Request =
Write out every one of the rows below word for word, changing nothing.

Stored rows =
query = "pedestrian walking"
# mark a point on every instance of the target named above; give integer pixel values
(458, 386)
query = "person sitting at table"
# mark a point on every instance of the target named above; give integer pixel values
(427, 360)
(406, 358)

Completed task =
query = "pedestrian walking"
# mark a point on every instance of the target named above; give integer pixel values
(458, 386)
query = "person sitting at table"
# mark a point on every instance of the target named above; give integer pixel values
(427, 360)
(406, 358)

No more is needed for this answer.